Connect lakehouses and notebooks

Fabric notebooks now support close interactions with lakehouses; you can easily add a new or existing lakehouse from the Lakehouse explorer.

You can navigate to different lakehouses in the Lakehouse explorer and set one lakehouse as the default by pinning it. Your default is then mounted to the runtime working directory, and you can read or write to the default lakehouse using a local path.

Screenshot showing where to pin a default lakehouse.

Note

You must restart the session after pinning a new lakehouse or renaming the default lakehouse.

Add or remove a lakehouse

Selecting the X icon beside a lakehouse name removes it from the notebook tab, but the lakehouse item still exists in the workspace.

Select Add lakehouse to add more lakehouses to the notebook, either by adding an existing one or creating a new lakehouse.

Explore a lakehouse file

The subfolder and files under the Tables and Files section of the Lake view appear in a content area between the lakehouse list and the notebook content. Select different folders in the Tables and Files section to refresh the content area.

Folder and file operations

If you select a file (.csv, .parquet, .txt, .jpg, .png, etc.) with a right mouse click, you can use the Spark or Pandas API to load the data. A new code cell is generated and inserted beneath the focus cell.

You can easily copy a path with a different format from the select file or folder and use the corresponding path in your code.

Screenshot showing context menu of files in lakehouse.

Notebook resources

The notebook resource explorer provides a Unix-like file system to help you manage your folders and files. It offers a writeable file system space where you can store small-sized files, such as code modules, semantic models, and images. You can easily access them with code in the notebook as if you were working with your local file system.

Animated GIF of notebook resources.

Note

  • The maximum Resource storages for both built-in folder and environment folder are 500 MB, with a single file size up to 100 MB. They both allow up to 100 file/folder instances in total.
  • When using notebookutils.notebook.run(), use the notebookutils.nbResPath command to access the target notebook resource. The relative path builtin/ will always point to the root notebook’s built-in folder.

Built-in resources folder

The built-in resources folder is a system predefined folder for each notebook item instance. Here are the key capabilities for the notebook resources.

  • You can use common operations such as create/delete, upload/download, drag/drop, rename, duplicate, and search through the UI.
  • You can use relative paths like builtin/YourData.txt for quick exploration. The notebookutils.nbResPath method helps you compose the full path.
  • You can easily move your validated data to a lakehouse via the Write to lakehouse option. Fabric has embedded rich code snippets for common file types to help you quickly get started.
  • These resources are also available for use in the Reference notebook run case via notebookutils.notebook.run().

Environment resources folder

Environment Resources Folder is a shared repository designed to streamline collaboration across multiple notebooks.

### [AIM 1]
In the Fabric notebooks text, what is the largest size allowed for a single file in the resource folders?
The Fabric notebooks text and the rows that follow have nothing to do with each other.

### [INPUT MATERIAL]

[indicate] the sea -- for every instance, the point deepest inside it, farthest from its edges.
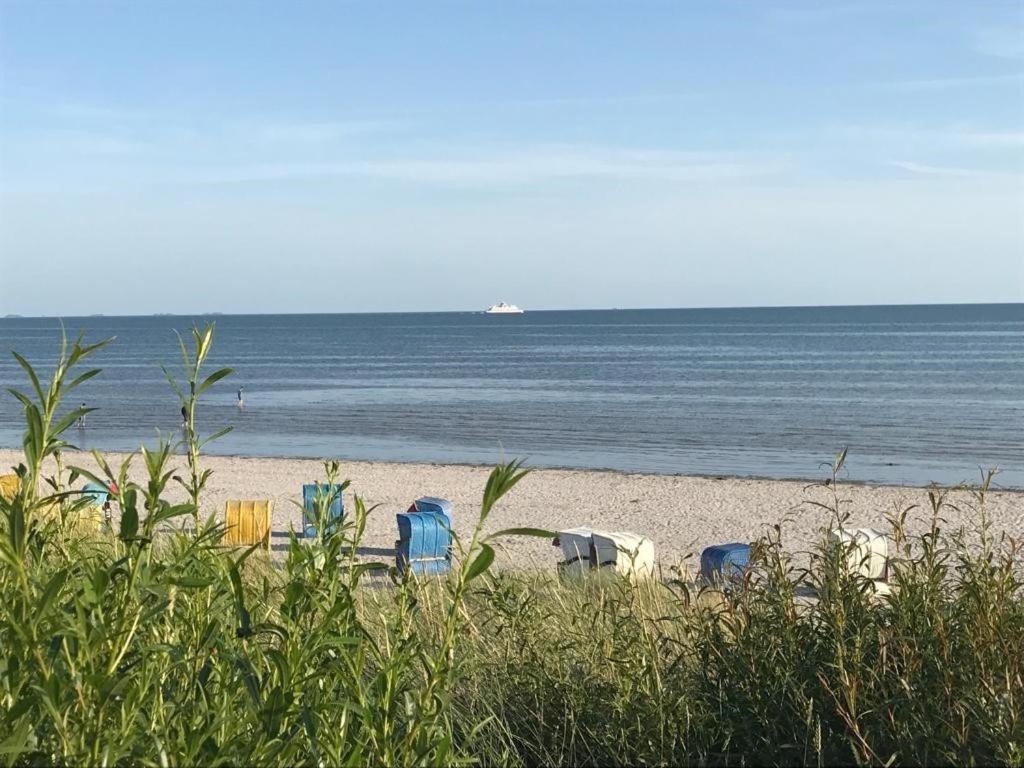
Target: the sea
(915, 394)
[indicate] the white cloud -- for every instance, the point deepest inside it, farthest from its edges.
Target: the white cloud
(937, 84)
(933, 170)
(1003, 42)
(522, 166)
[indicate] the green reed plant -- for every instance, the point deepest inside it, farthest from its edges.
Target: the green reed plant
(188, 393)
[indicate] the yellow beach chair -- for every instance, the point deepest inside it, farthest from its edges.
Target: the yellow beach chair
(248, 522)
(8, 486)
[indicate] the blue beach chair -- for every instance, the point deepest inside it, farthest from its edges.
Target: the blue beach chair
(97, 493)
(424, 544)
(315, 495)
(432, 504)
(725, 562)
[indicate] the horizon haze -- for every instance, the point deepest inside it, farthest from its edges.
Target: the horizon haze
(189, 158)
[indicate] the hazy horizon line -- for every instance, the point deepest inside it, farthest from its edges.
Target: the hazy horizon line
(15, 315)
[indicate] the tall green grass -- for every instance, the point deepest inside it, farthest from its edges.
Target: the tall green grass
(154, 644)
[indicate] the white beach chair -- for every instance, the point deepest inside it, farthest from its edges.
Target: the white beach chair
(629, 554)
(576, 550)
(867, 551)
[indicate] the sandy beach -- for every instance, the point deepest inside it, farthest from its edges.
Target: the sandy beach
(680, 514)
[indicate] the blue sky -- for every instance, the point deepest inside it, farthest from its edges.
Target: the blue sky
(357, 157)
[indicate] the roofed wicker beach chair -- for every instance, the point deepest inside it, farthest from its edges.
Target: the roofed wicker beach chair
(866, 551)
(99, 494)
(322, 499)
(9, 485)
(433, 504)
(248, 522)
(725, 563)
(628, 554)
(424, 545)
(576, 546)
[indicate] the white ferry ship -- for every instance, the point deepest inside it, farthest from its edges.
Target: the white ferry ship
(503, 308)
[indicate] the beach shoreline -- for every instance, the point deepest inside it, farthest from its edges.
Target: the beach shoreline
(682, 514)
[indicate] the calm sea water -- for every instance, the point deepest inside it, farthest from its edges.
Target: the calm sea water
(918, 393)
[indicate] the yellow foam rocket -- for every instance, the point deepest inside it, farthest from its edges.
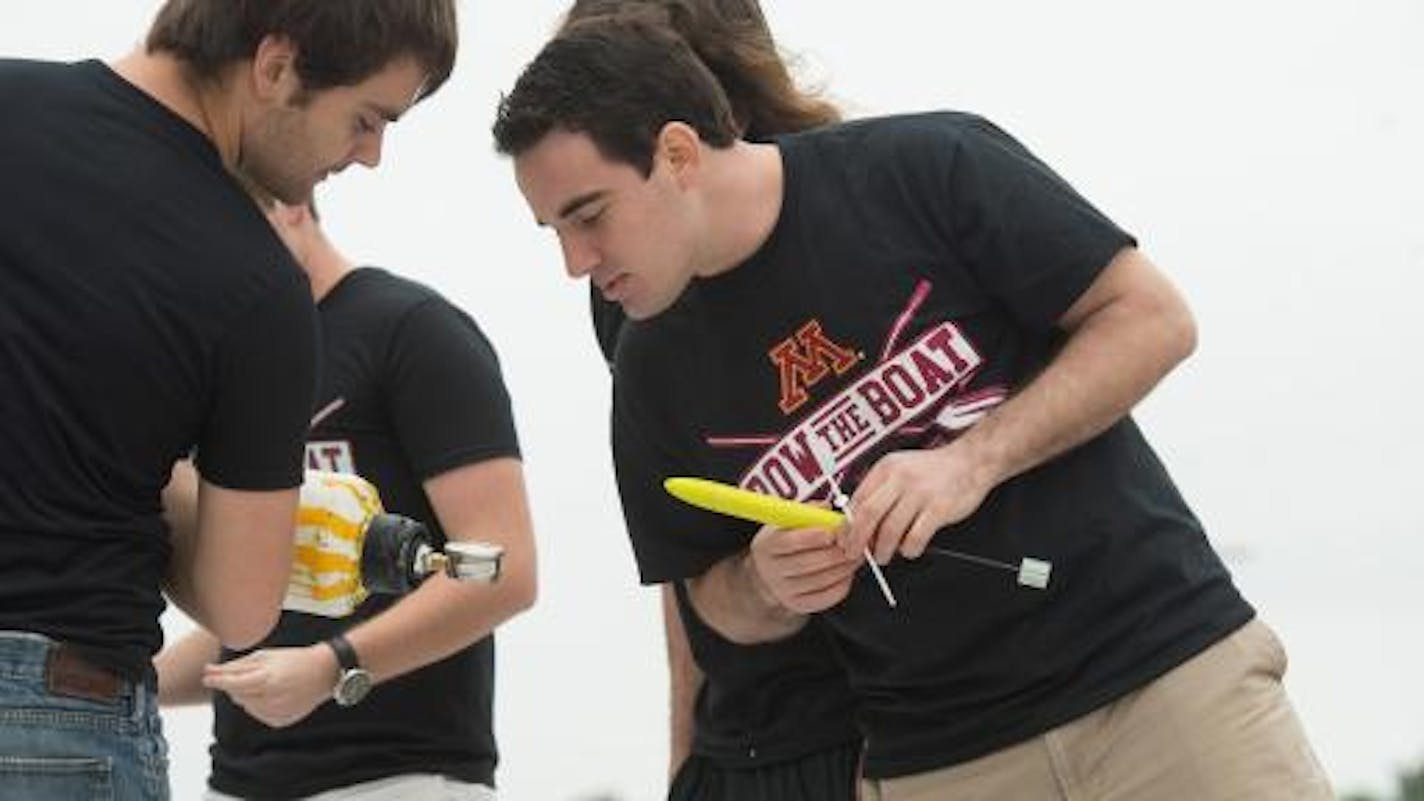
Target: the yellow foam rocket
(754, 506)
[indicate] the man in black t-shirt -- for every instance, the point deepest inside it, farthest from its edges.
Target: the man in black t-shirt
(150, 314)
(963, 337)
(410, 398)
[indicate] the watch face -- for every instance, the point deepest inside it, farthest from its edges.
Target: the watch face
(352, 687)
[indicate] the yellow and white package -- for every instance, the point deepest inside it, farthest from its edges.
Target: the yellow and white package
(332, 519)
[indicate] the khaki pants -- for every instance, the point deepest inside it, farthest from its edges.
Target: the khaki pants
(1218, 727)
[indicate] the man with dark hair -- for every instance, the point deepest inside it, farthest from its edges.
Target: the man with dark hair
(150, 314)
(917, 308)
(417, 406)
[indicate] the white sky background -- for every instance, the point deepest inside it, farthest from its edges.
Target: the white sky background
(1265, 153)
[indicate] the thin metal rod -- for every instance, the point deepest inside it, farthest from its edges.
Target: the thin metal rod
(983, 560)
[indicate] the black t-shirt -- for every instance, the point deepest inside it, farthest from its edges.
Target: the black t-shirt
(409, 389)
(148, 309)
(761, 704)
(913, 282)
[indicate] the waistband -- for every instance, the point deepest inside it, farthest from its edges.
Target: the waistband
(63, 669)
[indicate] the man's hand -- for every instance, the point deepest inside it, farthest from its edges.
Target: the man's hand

### [AIM 2]
Could you give the lines of the rows as a Markdown table with the columns No. and Line text, starting at the line that contains "[indicate] the watch" and ending at the line that contains "(1218, 727)"? Number each line in order, and leave out any blank lines.

### [TASK SOLUTION 1]
100 MB

### [TASK SOLUTION 2]
| No. | Line text |
|---|---|
| 1 | [indicate] the watch face -- for every instance, the point deepest inside it, farthest from its edges. |
| 2 | Target: the watch face |
| 3 | (352, 687) |
| 4 | [indicate] the yellow and white package -- for every instance, the point deepest inside it, farthest from its edges. |
| 5 | Target: the yellow and white package |
| 6 | (332, 519) |
| 7 | [indicate] the khaki pants -- for every instance, the point deepest inside it, farthest from its edges. |
| 8 | Target: the khaki pants |
| 9 | (1218, 727) |